▶ [TEXTO PARA LEITURA]:

╭──

ITACIR PEGORARO, candidato não eleito ao cargo de deputado estadual nas Eleições 2022, apresentou sua prestação de contas referente à arrecadação e ao dispêndio de recursos de campanha.

Primeiramente, ressalto que a prestação de contas não atende à legislação em vigor, conforme apontamentos da Secretaria de Auditoria Interna – SAI, nos seguintes termos (ID 45460103):

1.1 Não foram apresentadas as seguintes peças obrigatórias que devem integrar a prestação de contas (art. 53 da Resolução TSE nº 23.607/2019):

Extrato das contas bancárias destinadas à movimentação de recursos do Fundo Partidário, se houver;

Extrato das contas bancárias destinadas à movimentação de recursos do Fundo Especial de Financiamento de Campanha (FEFC), se houver;

Extrato das contas bancárias destinadas à movimentação de Outros Recursos;

Documentos fiscais que comprovem a regularidade dos gastos eleitorais realizados com recursos do Fundo Partidário;

Documentos fiscais que comprovem a regularidade dos gastos eleitorais realizados com recursos do Fundo Especial de Financiamento de Campanha (FEFC).

 

A ausência de documentos obrigatórios impede a fiscalização da movimentação financeira pela Justiça Eleitoral e, por si só, pode levar à desaprovação das contas.

O candidato também recebeu a quantia de R$ 45.000,00, oriundos de recursos do Fundo Especial de Financiamento de Campanha - FEFC, repassados pelo também candidato Lasier Costa Martins, na conta destinada à movimentação do Fundo Partidário, quando deveria ter sido na conta destinada à movimentação de recursos do FEFC.

De qualquer sorte, conforme ressaltado pela unidade técnica, tal falha não acarretou confusão contábil porque não houve recebimento de recursos do Fundo Partidário pelo candidato tratando-se, pois, de falha meramente formal.

Não bastasse, a Secretaria de Auditoria Interna – SAI apontou irregularidades consistentes na utilização de Recurso de Origem Não Identificada – RONI e ausência de comprovação de despesas realizadas com recursos do FEFC, que serão adiante analisados.

╰──

▶ [DADOS FORNECIDOS]:
╭──

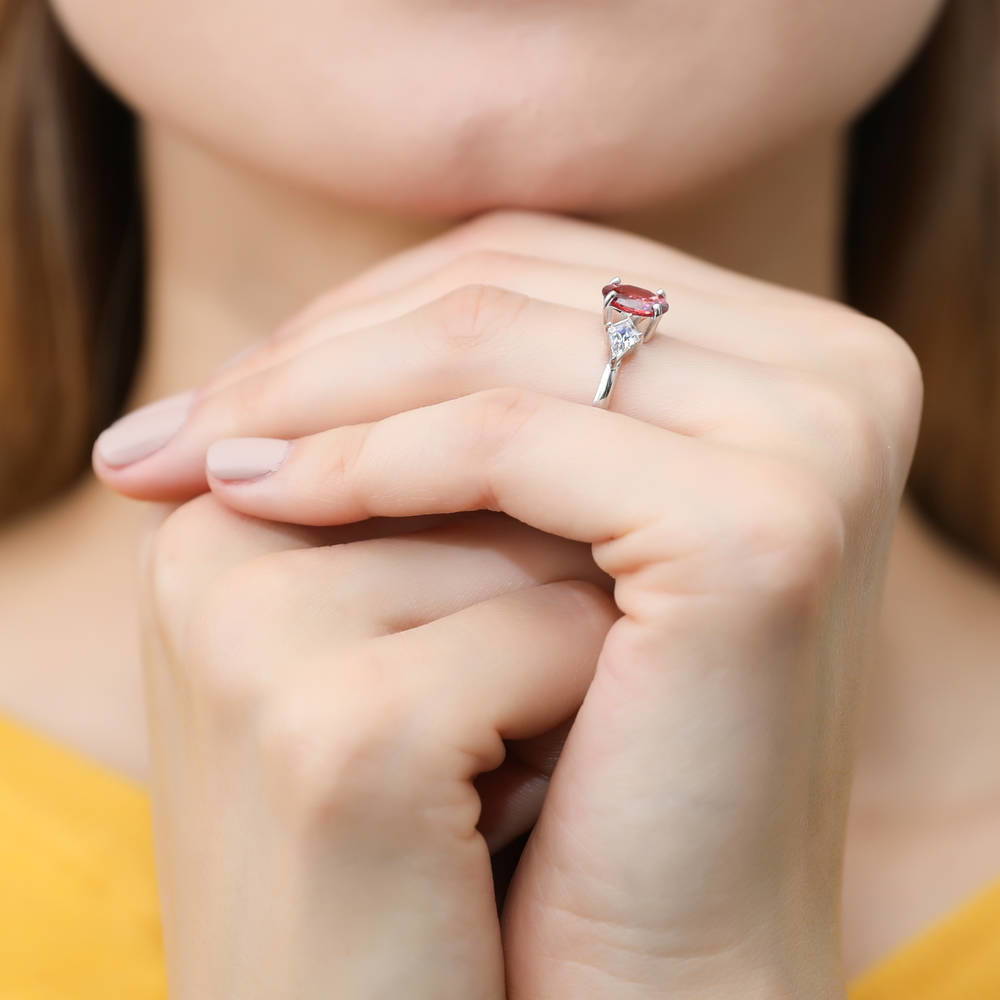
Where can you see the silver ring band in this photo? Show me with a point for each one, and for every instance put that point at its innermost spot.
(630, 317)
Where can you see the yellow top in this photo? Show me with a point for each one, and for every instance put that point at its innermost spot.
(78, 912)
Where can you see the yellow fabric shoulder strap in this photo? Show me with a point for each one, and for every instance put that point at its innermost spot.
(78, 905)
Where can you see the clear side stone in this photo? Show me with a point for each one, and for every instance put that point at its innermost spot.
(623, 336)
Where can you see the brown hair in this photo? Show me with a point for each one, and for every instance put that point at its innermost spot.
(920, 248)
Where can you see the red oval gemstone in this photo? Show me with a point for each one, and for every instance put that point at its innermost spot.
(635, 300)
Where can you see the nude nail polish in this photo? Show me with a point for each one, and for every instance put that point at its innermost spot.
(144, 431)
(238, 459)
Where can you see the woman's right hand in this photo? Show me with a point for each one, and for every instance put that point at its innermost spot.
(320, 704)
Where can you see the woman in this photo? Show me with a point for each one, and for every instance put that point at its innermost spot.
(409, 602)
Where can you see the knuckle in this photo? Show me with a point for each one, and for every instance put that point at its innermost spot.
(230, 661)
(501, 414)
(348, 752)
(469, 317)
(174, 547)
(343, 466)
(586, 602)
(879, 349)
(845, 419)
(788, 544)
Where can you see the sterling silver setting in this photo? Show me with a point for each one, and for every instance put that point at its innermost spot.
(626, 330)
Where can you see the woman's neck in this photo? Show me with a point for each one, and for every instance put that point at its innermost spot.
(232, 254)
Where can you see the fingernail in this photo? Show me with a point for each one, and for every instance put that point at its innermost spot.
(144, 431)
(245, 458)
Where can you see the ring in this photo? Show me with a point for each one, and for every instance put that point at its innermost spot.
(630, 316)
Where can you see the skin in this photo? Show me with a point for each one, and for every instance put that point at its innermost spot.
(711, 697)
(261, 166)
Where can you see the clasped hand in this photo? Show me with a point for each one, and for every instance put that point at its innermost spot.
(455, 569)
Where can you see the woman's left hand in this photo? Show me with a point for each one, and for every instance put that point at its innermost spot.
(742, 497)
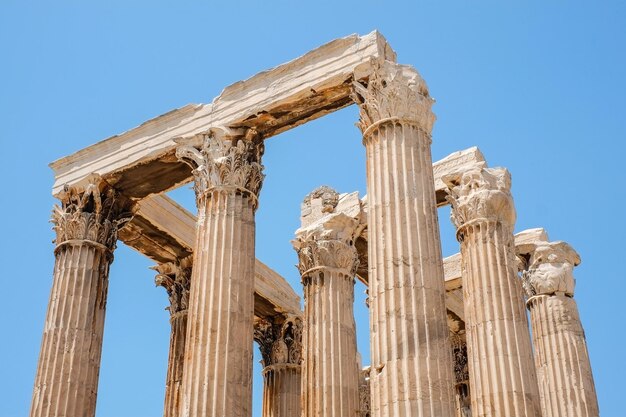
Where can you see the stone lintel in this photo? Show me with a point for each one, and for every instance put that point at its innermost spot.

╰──

▶ [OBJETIVO]:
Retome o texto sobre a prestação de contas de campanha do candidato e prossiga a partir da última frase apresentada.

▶ [RESULTADO DA TAREFA]:
Da utilização de Recursos de Origem Não Identificada – RONI

Foi detectado pelo órgão técnico, mediante confronto com notas fiscais eletrônicas emitidas em nome do candidato e disponibilizadas no DivulgaCandContas, despesas não arroladas na prestação de contas, no montante de R$ 1.186,56, relacionadas na tabela abaixo (ID 45460103):

O prestador, devidamente intimado, deixou precluir a oportunidade de apresentar esclarecimentos e de, eventualmente, retificar as contas (certidão ID 45437153), fato que, em tese, torna a matéria incontroversa.

Tendo sido constatado, pelo cruzamento de informações realizado por esta Justiça especializada, que esses gastos foram vinculados ao CNPJ da campanha, resta caracterizada a omissão de registro de despesas, infringindo o disposto no art. 53, inc. I, al. “g”, da Resolução TSE n. 23.607/19, o qual impõe que a prestação de contas deva ser composta com as informações relativas a todos os gastos eleitorais devidamente especificados.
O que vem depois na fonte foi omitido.